--- start of Task data ---

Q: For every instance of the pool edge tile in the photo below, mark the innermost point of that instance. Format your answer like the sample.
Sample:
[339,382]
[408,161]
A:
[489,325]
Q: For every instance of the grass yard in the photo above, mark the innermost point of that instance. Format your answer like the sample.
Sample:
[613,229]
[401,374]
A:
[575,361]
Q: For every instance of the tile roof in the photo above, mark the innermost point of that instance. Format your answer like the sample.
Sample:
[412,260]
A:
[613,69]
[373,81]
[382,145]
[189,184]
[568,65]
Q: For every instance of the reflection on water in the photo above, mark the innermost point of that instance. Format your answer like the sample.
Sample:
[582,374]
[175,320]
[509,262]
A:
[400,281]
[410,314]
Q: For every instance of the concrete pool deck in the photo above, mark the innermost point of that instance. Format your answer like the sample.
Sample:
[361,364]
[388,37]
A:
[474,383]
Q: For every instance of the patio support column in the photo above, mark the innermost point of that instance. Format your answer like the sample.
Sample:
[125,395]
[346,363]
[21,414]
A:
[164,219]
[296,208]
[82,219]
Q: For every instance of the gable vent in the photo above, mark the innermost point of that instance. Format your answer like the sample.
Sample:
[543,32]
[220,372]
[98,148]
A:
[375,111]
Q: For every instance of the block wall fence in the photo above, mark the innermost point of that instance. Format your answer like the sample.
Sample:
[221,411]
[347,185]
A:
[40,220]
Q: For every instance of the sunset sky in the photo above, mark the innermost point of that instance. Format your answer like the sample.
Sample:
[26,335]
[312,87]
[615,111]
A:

--- end of Task data ---

What you need to do -
Write out all the records again, substituting "central" for every occurrence of "innermost" and leaving everything else as it is.

Exercise solution -
Q: For every instance of the pool edge tile in the photo below, mark the central point of that instance. Format your answer like the sample.
Sample:
[339,382]
[408,161]
A:
[489,325]
Q: For every instance of the grass yard in the photo above, mark the central point of that instance. Format your answer like the sample.
Sample:
[613,229]
[401,374]
A:
[575,361]
Q: For every instance of the tile roof in the photo above, mark the central point of that instance. Format your answer like the sample.
Sample:
[412,260]
A:
[613,69]
[373,81]
[382,145]
[189,184]
[568,65]
Q: For every instance of the reflection on water in the photo above, mark the central point of that instance. Format your answer like the sample.
Sample:
[582,374]
[175,320]
[509,262]
A:
[400,281]
[410,314]
Q: For every instance of the concrete pool deck in the photo above, mark the central point of that instance. Format your answer like the sample.
Sample:
[361,364]
[388,37]
A:
[474,383]
Q: For every instance of the patio support column in the photo above, mark the central point of that instance. Format your answer like the sample.
Sample:
[125,395]
[346,363]
[21,414]
A:
[164,219]
[296,208]
[82,219]
Q: For every instance of the gable vent in the photo above, mark the central point of that instance. Format your answer like the sample.
Sample:
[543,32]
[220,372]
[98,148]
A:
[375,111]
Q: For every instance of the block wall fence in the photo above, mark the central point of that instance. Format your answer like the sample.
Sample:
[221,411]
[347,185]
A:
[40,220]
Q: For every instance of the sunset sky in the photo above, mark the central point of that instance. Format your answer like the sample.
Sample:
[26,335]
[312,87]
[615,111]
A:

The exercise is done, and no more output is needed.